→ **Dataset excerpt**:
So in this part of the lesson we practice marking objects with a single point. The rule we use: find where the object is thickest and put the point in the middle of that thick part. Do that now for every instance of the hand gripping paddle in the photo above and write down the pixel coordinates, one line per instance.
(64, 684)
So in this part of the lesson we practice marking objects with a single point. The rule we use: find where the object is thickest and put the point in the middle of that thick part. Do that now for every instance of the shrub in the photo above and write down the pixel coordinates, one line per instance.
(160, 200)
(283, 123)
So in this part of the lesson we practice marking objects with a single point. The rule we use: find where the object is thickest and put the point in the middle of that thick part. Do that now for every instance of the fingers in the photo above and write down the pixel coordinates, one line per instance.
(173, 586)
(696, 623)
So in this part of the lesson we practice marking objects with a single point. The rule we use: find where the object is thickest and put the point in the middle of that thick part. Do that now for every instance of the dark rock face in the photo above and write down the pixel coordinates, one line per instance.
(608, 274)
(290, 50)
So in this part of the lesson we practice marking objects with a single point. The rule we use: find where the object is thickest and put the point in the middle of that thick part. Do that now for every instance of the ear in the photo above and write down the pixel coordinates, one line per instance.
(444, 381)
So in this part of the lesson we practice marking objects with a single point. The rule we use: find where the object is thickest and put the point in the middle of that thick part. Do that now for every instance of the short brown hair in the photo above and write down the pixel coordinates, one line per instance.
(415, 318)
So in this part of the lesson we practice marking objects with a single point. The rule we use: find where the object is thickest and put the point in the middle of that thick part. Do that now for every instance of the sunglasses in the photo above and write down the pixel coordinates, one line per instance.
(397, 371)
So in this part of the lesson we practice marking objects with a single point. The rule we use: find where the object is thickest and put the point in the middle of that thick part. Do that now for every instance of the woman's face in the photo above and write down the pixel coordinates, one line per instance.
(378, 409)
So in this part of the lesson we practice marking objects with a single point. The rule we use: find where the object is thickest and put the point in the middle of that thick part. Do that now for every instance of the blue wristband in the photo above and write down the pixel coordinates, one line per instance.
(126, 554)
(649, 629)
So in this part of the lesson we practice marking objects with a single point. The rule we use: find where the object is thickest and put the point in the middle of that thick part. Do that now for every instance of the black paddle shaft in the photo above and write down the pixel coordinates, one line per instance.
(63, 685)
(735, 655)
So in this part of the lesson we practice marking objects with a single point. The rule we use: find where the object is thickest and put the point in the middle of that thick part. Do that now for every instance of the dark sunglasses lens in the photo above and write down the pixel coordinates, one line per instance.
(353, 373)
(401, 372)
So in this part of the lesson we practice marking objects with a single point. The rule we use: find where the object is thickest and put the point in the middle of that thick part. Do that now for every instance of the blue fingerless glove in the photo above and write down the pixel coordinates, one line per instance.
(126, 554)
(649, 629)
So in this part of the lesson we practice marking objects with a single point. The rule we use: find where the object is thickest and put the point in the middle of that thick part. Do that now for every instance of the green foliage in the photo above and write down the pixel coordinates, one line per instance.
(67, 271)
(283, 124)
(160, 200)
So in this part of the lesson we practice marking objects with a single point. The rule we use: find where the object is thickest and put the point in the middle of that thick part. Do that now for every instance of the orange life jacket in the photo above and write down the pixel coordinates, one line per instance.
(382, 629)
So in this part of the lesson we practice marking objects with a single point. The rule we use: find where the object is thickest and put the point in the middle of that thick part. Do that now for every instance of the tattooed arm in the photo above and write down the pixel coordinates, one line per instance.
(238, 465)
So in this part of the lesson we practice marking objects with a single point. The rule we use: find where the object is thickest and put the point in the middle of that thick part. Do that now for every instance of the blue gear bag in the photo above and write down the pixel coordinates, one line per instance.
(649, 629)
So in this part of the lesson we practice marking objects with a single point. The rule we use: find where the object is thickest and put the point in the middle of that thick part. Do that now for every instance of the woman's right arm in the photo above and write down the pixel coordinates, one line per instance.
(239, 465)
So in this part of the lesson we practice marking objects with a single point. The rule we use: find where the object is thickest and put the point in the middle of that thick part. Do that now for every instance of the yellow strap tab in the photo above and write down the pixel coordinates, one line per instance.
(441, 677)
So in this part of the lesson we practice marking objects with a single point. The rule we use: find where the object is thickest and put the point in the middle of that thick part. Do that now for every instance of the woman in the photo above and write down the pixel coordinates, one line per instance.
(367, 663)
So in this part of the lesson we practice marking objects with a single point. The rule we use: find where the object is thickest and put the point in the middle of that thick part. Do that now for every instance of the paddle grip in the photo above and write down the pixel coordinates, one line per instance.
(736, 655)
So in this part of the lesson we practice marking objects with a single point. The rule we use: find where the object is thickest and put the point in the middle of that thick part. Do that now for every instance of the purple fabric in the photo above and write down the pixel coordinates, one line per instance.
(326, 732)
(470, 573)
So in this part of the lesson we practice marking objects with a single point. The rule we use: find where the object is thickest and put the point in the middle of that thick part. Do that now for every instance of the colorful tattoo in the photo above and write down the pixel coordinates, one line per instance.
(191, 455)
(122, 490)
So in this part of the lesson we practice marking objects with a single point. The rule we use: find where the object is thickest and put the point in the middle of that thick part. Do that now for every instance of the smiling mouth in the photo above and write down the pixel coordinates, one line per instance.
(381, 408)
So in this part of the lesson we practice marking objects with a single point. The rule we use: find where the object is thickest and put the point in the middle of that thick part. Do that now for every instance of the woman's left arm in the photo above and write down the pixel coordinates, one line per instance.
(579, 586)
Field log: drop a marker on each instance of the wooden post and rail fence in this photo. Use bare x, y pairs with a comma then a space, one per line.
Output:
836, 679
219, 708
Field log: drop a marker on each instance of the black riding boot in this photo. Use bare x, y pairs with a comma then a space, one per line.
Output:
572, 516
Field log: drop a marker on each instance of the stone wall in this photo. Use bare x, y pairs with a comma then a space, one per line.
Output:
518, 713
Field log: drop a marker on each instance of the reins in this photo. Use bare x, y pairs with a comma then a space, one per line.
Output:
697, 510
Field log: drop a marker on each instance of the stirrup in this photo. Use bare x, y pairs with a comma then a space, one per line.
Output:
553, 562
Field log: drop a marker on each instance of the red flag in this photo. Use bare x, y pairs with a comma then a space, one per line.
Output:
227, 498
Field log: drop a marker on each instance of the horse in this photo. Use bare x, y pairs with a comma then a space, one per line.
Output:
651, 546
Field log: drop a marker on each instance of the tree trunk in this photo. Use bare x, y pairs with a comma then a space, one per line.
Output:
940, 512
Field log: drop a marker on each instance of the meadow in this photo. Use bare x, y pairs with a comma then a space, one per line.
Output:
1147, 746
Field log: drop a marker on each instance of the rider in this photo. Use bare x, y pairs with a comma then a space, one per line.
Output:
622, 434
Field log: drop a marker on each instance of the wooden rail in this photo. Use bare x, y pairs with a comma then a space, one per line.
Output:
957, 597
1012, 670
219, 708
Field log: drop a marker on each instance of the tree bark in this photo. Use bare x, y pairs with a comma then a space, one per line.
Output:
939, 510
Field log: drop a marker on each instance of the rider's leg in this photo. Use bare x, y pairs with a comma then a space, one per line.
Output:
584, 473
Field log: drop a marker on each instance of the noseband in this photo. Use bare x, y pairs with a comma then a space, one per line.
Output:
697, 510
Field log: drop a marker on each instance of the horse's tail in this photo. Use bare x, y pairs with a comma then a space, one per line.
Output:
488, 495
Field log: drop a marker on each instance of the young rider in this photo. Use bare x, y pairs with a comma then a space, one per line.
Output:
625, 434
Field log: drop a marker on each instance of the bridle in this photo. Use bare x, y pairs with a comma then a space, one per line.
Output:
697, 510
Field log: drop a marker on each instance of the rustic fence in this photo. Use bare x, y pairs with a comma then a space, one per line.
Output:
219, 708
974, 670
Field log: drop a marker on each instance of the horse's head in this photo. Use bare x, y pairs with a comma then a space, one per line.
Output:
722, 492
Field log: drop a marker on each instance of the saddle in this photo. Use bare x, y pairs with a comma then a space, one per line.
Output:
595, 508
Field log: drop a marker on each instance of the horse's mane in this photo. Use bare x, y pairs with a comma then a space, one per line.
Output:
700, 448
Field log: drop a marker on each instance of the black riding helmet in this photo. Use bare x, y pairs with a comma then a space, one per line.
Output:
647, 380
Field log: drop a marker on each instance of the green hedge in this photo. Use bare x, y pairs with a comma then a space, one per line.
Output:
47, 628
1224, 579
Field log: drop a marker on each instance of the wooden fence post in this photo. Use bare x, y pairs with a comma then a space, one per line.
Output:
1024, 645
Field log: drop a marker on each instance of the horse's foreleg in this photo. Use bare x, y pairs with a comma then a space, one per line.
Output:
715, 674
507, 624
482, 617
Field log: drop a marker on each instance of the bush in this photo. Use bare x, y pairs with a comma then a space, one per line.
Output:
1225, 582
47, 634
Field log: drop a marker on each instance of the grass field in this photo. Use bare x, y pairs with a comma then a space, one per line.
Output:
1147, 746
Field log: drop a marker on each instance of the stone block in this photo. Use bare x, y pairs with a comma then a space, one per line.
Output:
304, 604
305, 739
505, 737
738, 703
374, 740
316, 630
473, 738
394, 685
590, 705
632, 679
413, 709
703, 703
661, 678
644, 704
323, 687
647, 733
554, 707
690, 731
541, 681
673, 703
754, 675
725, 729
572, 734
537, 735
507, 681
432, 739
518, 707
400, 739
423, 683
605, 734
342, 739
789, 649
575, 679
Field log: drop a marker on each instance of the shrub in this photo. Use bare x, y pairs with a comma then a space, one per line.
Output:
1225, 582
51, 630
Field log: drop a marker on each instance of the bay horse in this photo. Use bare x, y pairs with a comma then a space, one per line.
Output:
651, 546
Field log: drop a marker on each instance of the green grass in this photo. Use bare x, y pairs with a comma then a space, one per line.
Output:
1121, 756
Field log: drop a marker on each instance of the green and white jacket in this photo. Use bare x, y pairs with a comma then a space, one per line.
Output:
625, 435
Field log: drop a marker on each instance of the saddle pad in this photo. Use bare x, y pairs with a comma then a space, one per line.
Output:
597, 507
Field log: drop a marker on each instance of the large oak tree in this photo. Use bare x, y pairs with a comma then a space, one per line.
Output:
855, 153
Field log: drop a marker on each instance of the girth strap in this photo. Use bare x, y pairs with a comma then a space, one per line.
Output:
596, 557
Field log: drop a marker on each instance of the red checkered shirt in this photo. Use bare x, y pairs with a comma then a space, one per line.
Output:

→ **WHAT THIS TASK INVOLVES**: The required output is the exact sequence of lines from the one containing "the saddle pad" through the end of the listing, both endpoints included.

→ **REPLY TO THE TASK**:
Field log: drop a marker on each instance of the saddle pad in this photo. Use bare x, y pairs with a comma then a space, one per line.
Output:
597, 507
Field log: drop a marker on each instance of the large oak tree in this photo. Use bare x, y pairs with a comma then a space, one per line.
Output:
855, 153
Field log: drop a marker on each instance of the girth strap in this photo. Use bare x, y pairs with a comma then a space, one per line.
Output:
596, 557
Field log: drop a marker on each instance of the red checkered shirt in this photo. Use bare x, y pairs with a comma then a space, one per line.
Output:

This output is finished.